The Premonition is the one where it's the test pilot and his wife and they both kind of slip out of time. They wake up and everything in the entire world is frozen and.

Speaker 4

Right, but it's moving forward in little increments small.

Speaker 1

Yes. Yeah. It takes almost like an hour for a second to pass or something. They go back to the base and they see their daughter and they figure out that she's going to be run over by a truck unless they figure out something to do, or one of them can sacrifice themselves and stay behind. And then there's also that weird creature that is a person that was also affected by a time slip in the past and he's been stuck there for I don't know how long. I was surprised that that didn't come to more. And

that was the thing. I've never been a big fan of the Outer Limits. I always felt like they missed the mark, especially compared to the Twilight Zone. And the thing that didn't help for me is exactly what you mentioned when we first started recording this is the Outer Limits were a lot longer than the Twilight Zone. So when the Twilight Zones got to be an hour, they dragged like crazy. Outer Limits most of the episodes that I've seen, I'm like, God, if this was half as long,

it would be twice as good. But I thought that the Premonition actually moved pretty well.

Speaker 4

The most interesting part was that that sort of limbo man, you know, like, what was the story there? You know, that's the real sort of you know, horrific tragic. I mean, you know, sounds a little you know, callous, but it was much less invested in whether or not they were going to save their daughter. Then what what is the deal with this This guy who's basically like you know, trapped in in purgatory is the only reason that they

don't get trapped the torment. You know, it's like a you know, like a story of characters being caught in a time loop. You know, just conceptually, that's so terrifying, you know, the idea of just there's no escape. I think they even say in the episode there's no death, you can't die here. That's probably the scariest thing in the episode. I wanted equivalent of that in the Langele Years.

-*-

Copy out the transcript from "that was the" up to and including "moved pretty well.". The listing after the transcript is separate material.

→ Raw data
-*-

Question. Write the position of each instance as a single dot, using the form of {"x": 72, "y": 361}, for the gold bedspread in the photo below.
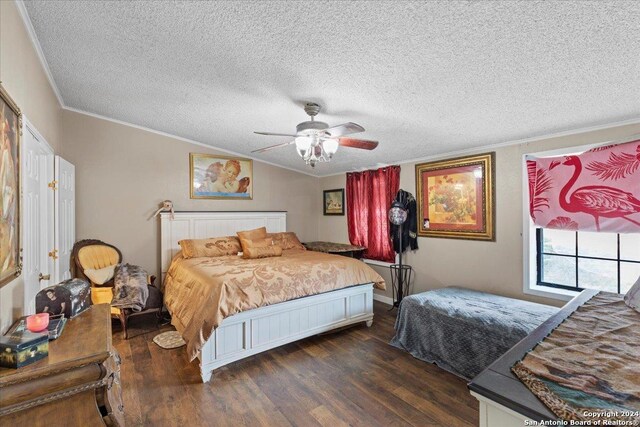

-*-

→ Correct result
that was the thing. I've never been a big fan of the Outer Limits. I always felt like they missed the mark, especially compared to the Twilight Zone. And the thing that didn't help for me is exactly what you mentioned when we first started recording this is the Outer Limits were a lot longer than the Twilight Zone. So when the Twilight Zones got to be an hour, they dragged like crazy. Outer Limits most of the episodes that I've seen, I'm like, God, if this was half as long,

it would be twice as good. But I thought that the Premonition actually moved pretty well.